DOCUMENT TEXT
◆ ◆ ◆ ◆ ◆

Banu Qurayzah sent word to Muhammad proposing to evacuate their territory and remove themselves to Adhri'at, but Muhammad rejected their proposal and insisted on their abiding by his judgment. They sent to al-Aws pleading that they should help them as al-Khazraj had helped their client Jews before them. A group of al-Aws tribesmen sought Muhammad and pleaded with him to accept from their allies a similar arrangement to that which he accepted from the allies of al-Khazraj. Muhammad asked, "O men of al-Aws, would you be happy if we allowed one of your men to arbitrate the case?" When they agreed, he asked them to nominate whomsoever they wished. This was communicated to the Jews, and the latter, unmindful of the fate that was lying in store for them, nominated Sa'd ibn Mu'adh. Sa'd was a reputable man of al-Aws tribe, respected for his sound judgment. Previously, Sa'd was the first one to approach the Jews, to warn them adequately, even to predict to them that they might have to face Muhammad one day. He had witnessed the Jews cursing Muhammad and the Muslims. After his nomination and acceptance as arbitrator, Sa'd sought guarantees from the two parties that they would abide by his judgment. After these guarantees were secured, he commanded that Banu Qurayzah come out of their fortress and surrender their armour. Sa'd then pronounced his verdict that the fighting men be put to the sword, that their wealth be confiscated as war booty, and that the women and the children be taken as captives. When Muhammad heard the verdict, he said: "By Him Who dominates my soul, God is pleased with your judgment, 0 Sa'd; and so are the believers. You have surely done your duty." He then proceeded to Madinah where he commanded a large grave to be dug for the Jewish fighters brought in to be killed and buried.[1]

Ibn Ishaq describes the killing of the Banu Qurayza men as follows:

Then they surrendered, and the apostle confined them in Medina in the quarter of d. al-Harith, a woman of B. al-Najjar. Then the apostle went out to the market of Medina (which is still its market today) and dug trenches in it. Then he sent for them and struck off their heads in those trenches as they were brought out to him in batches. Among them was the enemy of Allah Huyayy b. Akhtab and Ka`b b. Asad their chief. There were 600 or 700 in all, though some put the figure as high as 800 or 900. As they were being taken out in batches to the apostle they asked Ka`b what he thought would be done with them. He replied, 'Will you never understand? Don't you see that the summoner never stops and those who are taken away do not return? By Allah it is death!' This went on until the apostle made an end of them. Huyayy was brought out wearing a flowered robe in which he had made holes about the size of the finger-tips in every part so that it should not be taken from him as spoil, with his hands bound to his neck by a rope. When he saw the apostle he said, 'By God, I do not blame myself for opposing you, but he who forsakes God will be forsaken.' Then he went to the men and said, 'God's command is right. A book and a decree, and massacre have been written against the Sons of Israel.' Then he sat down and his head was struck off.[2][3][4]
Ibn Ishaq

According to Ibn Kathir:

Then the Messenger of Allah commanded that ditches should be dug, so they were dug in the earth, and they were brought tied by their shoulders, and were beheaded. There were between seven hundred and eight hundred of them. The children who had not yet reached adolescence and the women were taken prisoner, and their wealth was seized.

◆ ◆ ◆ ◆ ◆

DATASET ROWS
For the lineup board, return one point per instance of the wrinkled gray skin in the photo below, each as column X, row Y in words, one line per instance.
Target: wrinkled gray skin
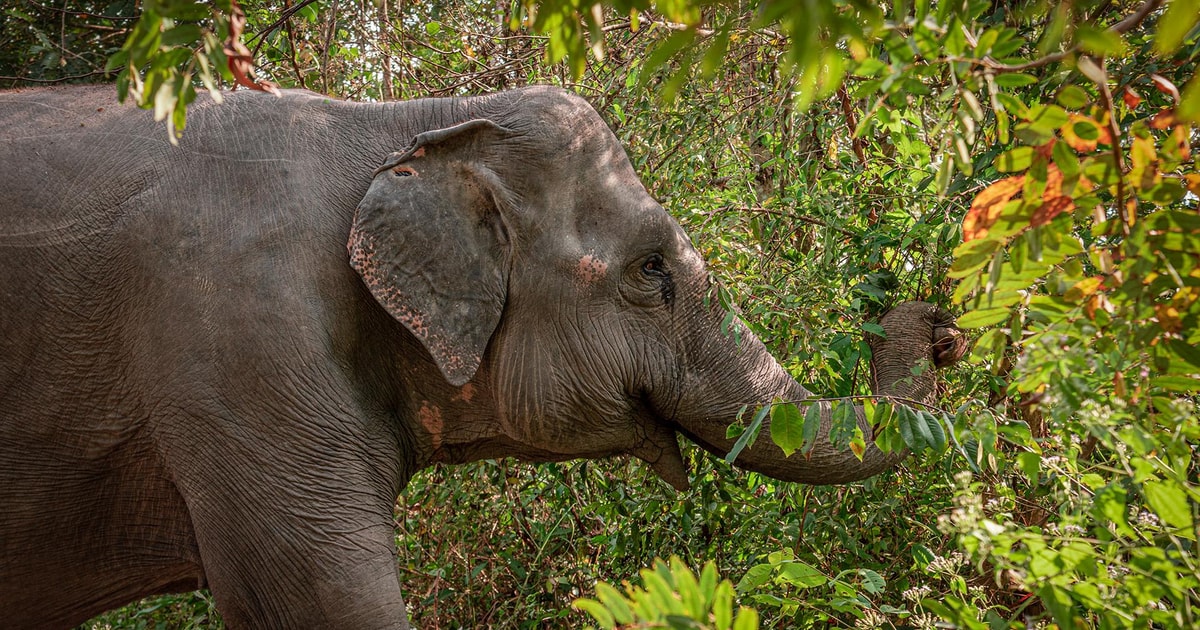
column 221, row 363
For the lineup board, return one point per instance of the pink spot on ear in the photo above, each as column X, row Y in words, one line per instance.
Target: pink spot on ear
column 430, row 417
column 591, row 270
column 466, row 393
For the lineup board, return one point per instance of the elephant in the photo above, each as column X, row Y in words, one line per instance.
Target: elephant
column 221, row 361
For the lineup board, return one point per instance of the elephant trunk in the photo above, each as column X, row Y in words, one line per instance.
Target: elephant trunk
column 918, row 337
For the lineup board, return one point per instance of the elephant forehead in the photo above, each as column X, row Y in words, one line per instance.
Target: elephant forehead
column 589, row 270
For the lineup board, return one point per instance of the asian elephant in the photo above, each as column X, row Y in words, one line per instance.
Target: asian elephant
column 221, row 361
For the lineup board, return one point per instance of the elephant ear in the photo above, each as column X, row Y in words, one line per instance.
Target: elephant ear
column 430, row 243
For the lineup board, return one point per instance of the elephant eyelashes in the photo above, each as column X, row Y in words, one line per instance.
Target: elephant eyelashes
column 654, row 268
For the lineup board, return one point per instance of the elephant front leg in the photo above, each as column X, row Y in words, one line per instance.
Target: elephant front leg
column 307, row 564
column 294, row 529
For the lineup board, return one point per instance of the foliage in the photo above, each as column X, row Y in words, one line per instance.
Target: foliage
column 671, row 597
column 1030, row 162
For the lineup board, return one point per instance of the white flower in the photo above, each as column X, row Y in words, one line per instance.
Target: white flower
column 870, row 619
column 916, row 594
column 1147, row 520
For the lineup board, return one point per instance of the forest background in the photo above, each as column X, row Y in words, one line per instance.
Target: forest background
column 1030, row 165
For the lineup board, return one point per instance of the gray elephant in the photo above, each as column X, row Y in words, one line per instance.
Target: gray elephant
column 221, row 363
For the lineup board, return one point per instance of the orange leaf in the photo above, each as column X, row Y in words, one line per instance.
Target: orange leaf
column 1051, row 208
column 241, row 60
column 1163, row 120
column 1093, row 131
column 1168, row 318
column 1131, row 97
column 1165, row 87
column 1181, row 139
column 1193, row 183
column 985, row 209
column 1045, row 150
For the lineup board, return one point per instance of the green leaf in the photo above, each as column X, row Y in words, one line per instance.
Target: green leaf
column 873, row 582
column 1015, row 79
column 715, row 54
column 1014, row 160
column 801, row 575
column 1103, row 42
column 1189, row 102
column 1181, row 17
column 1187, row 352
column 1174, row 383
column 755, row 577
column 971, row 256
column 749, row 435
column 723, row 606
column 615, row 603
column 936, row 431
column 181, row 35
column 597, row 610
column 811, row 425
column 984, row 317
column 907, row 420
column 1109, row 507
column 843, row 424
column 748, row 619
column 1073, row 97
column 786, row 427
column 1170, row 503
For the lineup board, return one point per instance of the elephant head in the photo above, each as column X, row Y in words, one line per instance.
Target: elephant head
column 517, row 245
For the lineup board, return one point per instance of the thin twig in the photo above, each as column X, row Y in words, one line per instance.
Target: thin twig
column 60, row 79
column 1122, row 27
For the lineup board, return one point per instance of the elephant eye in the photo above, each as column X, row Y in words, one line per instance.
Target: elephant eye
column 653, row 267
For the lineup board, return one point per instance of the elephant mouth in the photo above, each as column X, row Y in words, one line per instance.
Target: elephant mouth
column 659, row 448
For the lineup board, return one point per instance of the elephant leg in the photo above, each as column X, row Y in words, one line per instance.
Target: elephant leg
column 293, row 523
column 307, row 564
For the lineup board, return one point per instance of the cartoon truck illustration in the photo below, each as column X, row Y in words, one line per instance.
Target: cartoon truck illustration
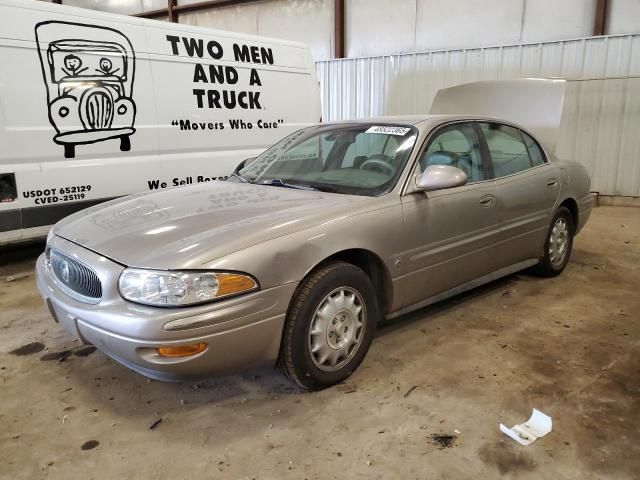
column 88, row 71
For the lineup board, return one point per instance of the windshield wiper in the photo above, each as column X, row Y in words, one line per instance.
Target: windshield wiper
column 278, row 182
column 239, row 177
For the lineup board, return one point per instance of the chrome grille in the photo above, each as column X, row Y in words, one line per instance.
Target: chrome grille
column 75, row 276
column 99, row 110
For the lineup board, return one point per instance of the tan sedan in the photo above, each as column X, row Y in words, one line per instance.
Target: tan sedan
column 298, row 256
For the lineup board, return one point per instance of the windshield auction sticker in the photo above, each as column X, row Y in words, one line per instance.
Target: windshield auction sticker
column 386, row 130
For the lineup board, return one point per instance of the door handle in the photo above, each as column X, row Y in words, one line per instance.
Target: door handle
column 488, row 200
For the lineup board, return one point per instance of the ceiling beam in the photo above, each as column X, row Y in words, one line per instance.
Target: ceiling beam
column 338, row 28
column 600, row 19
column 191, row 7
column 171, row 5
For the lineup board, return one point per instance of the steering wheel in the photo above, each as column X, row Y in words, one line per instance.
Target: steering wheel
column 377, row 165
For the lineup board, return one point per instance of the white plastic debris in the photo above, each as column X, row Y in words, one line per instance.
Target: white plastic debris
column 526, row 433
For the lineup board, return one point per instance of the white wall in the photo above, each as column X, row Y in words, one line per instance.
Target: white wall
column 124, row 7
column 624, row 17
column 384, row 27
column 601, row 118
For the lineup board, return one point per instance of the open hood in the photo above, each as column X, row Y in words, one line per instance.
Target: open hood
column 534, row 103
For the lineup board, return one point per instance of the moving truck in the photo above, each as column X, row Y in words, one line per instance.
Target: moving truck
column 94, row 106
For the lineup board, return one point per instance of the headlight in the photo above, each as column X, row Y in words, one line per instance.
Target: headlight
column 176, row 289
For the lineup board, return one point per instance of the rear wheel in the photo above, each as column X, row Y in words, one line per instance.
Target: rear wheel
column 69, row 150
column 329, row 326
column 558, row 246
column 125, row 143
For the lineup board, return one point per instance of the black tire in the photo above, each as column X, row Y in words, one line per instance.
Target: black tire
column 295, row 358
column 69, row 150
column 125, row 143
column 547, row 267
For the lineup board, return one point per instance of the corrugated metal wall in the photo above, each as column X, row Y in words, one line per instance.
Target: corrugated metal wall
column 601, row 117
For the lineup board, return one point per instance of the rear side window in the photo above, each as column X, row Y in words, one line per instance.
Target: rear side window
column 509, row 154
column 455, row 145
column 535, row 152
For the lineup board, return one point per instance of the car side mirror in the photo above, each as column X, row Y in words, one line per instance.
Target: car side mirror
column 243, row 164
column 438, row 177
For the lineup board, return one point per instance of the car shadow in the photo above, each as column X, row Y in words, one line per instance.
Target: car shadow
column 388, row 326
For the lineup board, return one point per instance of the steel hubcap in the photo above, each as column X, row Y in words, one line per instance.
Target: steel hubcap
column 559, row 242
column 337, row 329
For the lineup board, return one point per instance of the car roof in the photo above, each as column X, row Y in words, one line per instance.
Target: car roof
column 422, row 122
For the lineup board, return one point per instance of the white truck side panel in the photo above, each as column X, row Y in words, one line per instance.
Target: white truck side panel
column 94, row 106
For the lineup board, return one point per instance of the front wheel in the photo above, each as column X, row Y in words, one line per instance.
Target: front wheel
column 329, row 327
column 558, row 246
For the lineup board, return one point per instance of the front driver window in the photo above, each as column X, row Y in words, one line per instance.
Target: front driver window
column 456, row 145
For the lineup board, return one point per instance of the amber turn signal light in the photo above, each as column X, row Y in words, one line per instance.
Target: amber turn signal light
column 182, row 350
column 229, row 283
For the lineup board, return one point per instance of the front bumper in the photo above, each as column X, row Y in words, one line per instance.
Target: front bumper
column 239, row 332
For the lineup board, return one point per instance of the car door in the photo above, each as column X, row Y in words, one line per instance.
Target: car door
column 450, row 233
column 528, row 187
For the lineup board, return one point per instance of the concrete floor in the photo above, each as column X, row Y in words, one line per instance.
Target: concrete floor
column 569, row 346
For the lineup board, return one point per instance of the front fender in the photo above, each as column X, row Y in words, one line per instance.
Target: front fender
column 288, row 259
column 64, row 114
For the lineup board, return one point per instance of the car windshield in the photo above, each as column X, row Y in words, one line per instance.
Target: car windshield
column 354, row 159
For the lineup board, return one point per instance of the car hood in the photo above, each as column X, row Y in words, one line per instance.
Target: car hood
column 186, row 227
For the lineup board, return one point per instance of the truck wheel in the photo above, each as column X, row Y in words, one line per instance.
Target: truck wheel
column 329, row 326
column 125, row 143
column 69, row 150
column 558, row 246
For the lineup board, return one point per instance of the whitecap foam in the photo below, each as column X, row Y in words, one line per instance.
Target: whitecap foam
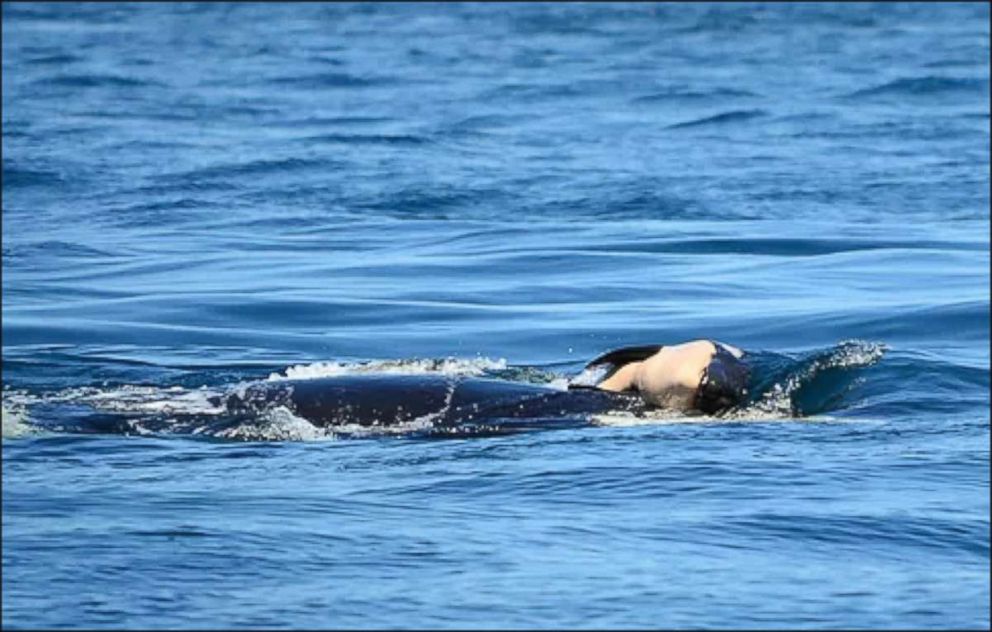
column 16, row 422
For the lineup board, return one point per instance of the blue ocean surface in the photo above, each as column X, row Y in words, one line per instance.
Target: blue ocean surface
column 201, row 197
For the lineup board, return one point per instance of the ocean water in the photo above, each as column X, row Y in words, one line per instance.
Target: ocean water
column 197, row 197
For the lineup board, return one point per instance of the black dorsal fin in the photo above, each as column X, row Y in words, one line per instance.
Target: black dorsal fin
column 625, row 355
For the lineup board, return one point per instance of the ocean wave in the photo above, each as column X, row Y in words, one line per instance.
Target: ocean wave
column 923, row 86
column 724, row 118
column 97, row 81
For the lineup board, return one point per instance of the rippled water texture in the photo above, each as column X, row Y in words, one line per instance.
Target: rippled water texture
column 202, row 197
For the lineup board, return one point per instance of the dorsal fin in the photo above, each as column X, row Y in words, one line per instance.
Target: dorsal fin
column 626, row 355
column 605, row 365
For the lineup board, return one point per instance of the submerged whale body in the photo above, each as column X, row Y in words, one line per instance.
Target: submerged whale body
column 382, row 400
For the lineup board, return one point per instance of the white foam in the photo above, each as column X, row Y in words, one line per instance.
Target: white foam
column 16, row 422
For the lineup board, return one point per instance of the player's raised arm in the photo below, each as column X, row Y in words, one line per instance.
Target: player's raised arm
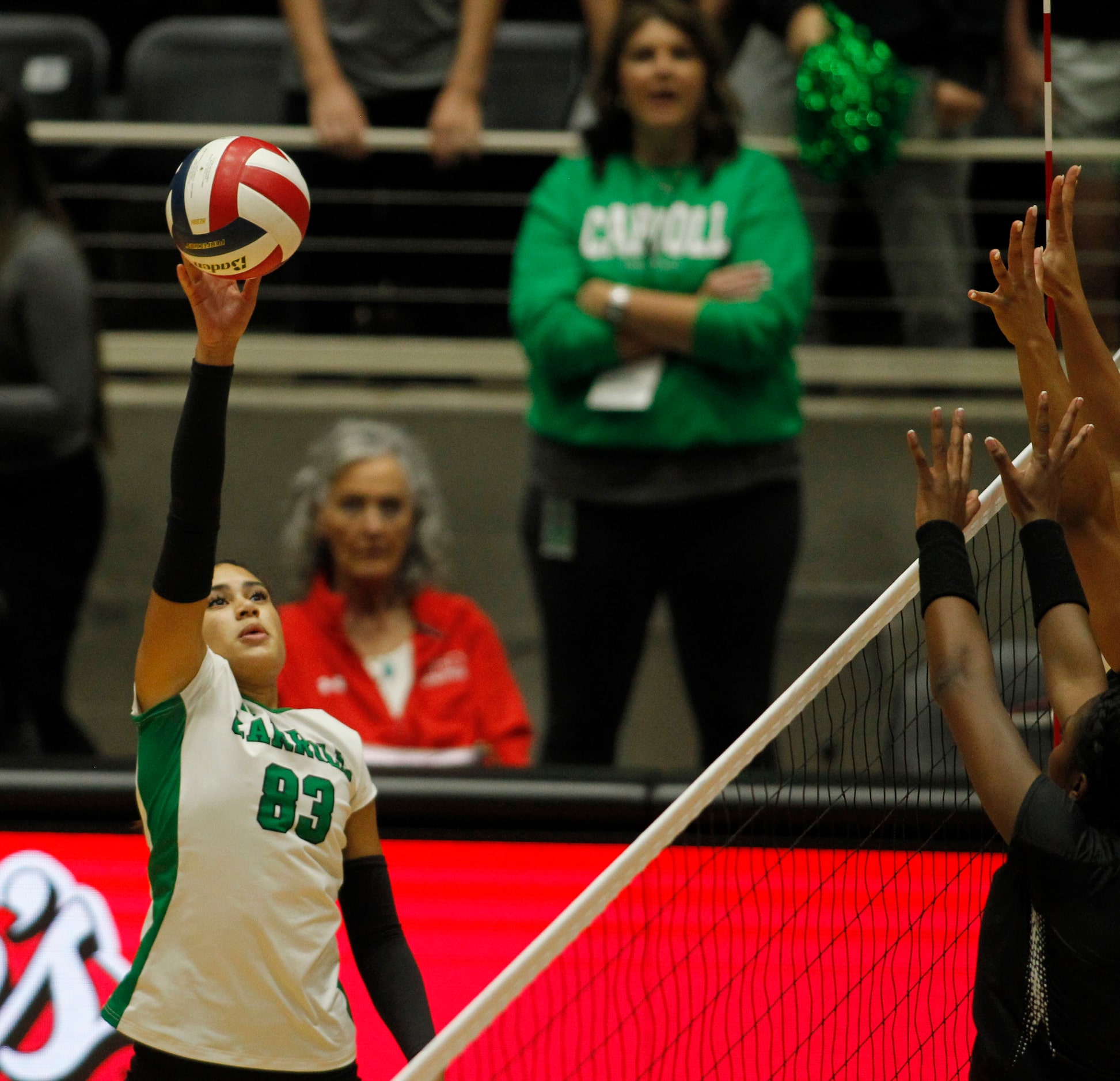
column 172, row 649
column 382, row 954
column 962, row 675
column 1088, row 511
column 1092, row 372
column 1071, row 657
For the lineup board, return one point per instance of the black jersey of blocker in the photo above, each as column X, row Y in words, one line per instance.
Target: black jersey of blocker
column 1047, row 984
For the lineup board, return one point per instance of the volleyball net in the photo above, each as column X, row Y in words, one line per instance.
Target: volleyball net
column 809, row 907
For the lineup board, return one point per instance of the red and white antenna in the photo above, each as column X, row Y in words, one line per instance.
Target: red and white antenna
column 1049, row 138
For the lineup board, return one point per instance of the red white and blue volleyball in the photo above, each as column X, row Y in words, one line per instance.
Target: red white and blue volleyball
column 238, row 207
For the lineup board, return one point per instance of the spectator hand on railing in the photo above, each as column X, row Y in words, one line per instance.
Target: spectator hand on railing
column 1018, row 303
column 455, row 127
column 339, row 118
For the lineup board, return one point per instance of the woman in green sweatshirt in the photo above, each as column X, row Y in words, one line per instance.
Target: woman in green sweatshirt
column 659, row 287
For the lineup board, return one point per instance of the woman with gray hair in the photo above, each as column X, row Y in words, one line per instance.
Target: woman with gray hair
column 419, row 673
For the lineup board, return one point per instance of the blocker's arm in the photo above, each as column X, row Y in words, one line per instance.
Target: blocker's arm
column 962, row 679
column 962, row 675
column 381, row 951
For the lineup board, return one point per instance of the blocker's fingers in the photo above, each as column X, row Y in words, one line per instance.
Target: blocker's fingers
column 1065, row 429
column 967, row 458
column 956, row 441
column 1001, row 459
column 1042, row 422
column 998, row 267
column 936, row 436
column 1030, row 226
column 1069, row 194
column 989, row 300
column 916, row 448
column 1058, row 223
column 1015, row 250
column 1077, row 443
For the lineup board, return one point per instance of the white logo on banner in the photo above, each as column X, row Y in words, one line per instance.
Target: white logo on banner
column 77, row 924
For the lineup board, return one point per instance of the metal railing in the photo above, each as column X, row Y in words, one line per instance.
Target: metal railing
column 399, row 273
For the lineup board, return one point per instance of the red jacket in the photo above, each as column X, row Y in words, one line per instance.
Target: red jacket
column 464, row 691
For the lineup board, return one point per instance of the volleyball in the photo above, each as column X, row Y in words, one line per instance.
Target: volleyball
column 238, row 207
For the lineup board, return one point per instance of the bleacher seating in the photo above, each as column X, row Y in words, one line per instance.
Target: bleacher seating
column 56, row 64
column 207, row 70
column 536, row 73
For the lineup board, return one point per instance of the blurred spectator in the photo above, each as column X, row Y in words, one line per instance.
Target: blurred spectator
column 407, row 666
column 659, row 286
column 51, row 485
column 393, row 64
column 1085, row 77
column 922, row 206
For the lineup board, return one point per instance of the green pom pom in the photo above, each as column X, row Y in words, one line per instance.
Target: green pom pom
column 853, row 100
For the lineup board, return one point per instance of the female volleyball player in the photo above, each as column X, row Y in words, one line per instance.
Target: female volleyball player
column 258, row 817
column 1047, row 983
column 1091, row 489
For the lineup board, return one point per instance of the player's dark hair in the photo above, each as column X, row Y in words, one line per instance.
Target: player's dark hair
column 1097, row 755
column 717, row 134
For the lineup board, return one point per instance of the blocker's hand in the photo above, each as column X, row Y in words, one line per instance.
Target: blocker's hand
column 1018, row 303
column 340, row 119
column 943, row 489
column 455, row 127
column 1061, row 277
column 1035, row 492
column 222, row 311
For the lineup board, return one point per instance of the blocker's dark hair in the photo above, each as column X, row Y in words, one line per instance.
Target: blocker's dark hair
column 717, row 134
column 1097, row 755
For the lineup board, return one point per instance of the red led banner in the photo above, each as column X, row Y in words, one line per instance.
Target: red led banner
column 72, row 907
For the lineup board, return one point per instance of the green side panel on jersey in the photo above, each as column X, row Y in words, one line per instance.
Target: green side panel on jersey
column 158, row 772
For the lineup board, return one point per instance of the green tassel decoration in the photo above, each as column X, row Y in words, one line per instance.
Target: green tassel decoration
column 853, row 100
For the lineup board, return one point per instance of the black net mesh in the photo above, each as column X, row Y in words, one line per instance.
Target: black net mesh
column 820, row 918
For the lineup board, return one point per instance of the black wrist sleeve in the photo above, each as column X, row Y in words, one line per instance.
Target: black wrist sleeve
column 943, row 564
column 1050, row 568
column 385, row 960
column 186, row 564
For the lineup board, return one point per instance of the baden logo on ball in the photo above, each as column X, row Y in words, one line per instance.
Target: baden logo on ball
column 238, row 207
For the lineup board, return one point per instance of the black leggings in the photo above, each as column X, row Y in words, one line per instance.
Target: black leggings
column 724, row 563
column 149, row 1064
column 51, row 525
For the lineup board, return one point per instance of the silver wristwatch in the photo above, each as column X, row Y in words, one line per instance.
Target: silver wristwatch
column 617, row 302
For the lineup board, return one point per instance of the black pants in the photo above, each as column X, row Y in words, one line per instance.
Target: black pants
column 149, row 1064
column 51, row 526
column 723, row 563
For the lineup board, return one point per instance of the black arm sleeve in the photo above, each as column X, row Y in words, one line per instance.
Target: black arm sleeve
column 186, row 564
column 943, row 566
column 1050, row 568
column 385, row 960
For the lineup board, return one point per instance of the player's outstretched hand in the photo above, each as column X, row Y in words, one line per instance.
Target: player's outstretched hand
column 1018, row 303
column 1035, row 492
column 943, row 489
column 1061, row 277
column 222, row 311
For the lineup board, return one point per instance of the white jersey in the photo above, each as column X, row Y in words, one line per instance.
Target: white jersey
column 244, row 810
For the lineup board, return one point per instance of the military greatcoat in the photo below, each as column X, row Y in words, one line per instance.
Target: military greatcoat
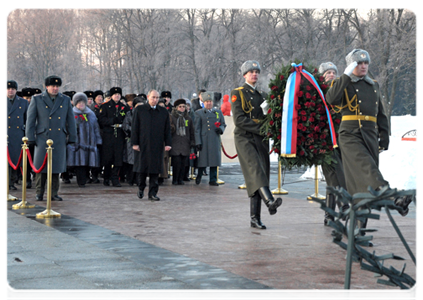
column 253, row 152
column 364, row 128
column 15, row 118
column 110, row 117
column 50, row 120
column 207, row 137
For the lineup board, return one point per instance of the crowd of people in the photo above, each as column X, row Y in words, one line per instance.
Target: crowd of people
column 128, row 138
column 94, row 134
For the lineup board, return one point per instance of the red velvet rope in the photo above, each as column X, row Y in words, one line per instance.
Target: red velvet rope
column 14, row 167
column 32, row 165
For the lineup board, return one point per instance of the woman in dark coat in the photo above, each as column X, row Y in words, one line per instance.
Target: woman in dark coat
column 183, row 139
column 84, row 153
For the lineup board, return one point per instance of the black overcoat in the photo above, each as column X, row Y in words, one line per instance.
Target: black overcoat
column 112, row 113
column 151, row 132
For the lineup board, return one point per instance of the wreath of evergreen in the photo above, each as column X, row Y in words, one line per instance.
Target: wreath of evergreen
column 314, row 144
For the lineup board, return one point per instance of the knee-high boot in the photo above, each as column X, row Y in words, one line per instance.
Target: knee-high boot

◆ ◆ ◆ ◆ ◆

REQUIRED WORK
1/ List each part of the verdict that Sa'd pronounced in the Banu Qurayzah account.
2/ Rewrite the Banu Qurayzah account starting with "Then the Messenger" and going on through "wealth was seized.", changing "ditches" to "trenches".
Rely only on the Banu Qurayzah account for what follows.

THE RESPONSES
1/
- The fighting men were to be put to the sword.
- Their wealth was to be confiscated as war booty.
- The women and the children were to be taken as captives.

2/
Then the Messenger of Allah commanded that trenches should be dug, so they were dug in the earth, and they were brought tied by their shoulders, and were beheaded. There were between seven hundred and eight hundred of them. The children who had not yet reached adolescence and the women were taken prisoner, and their wealth was seized.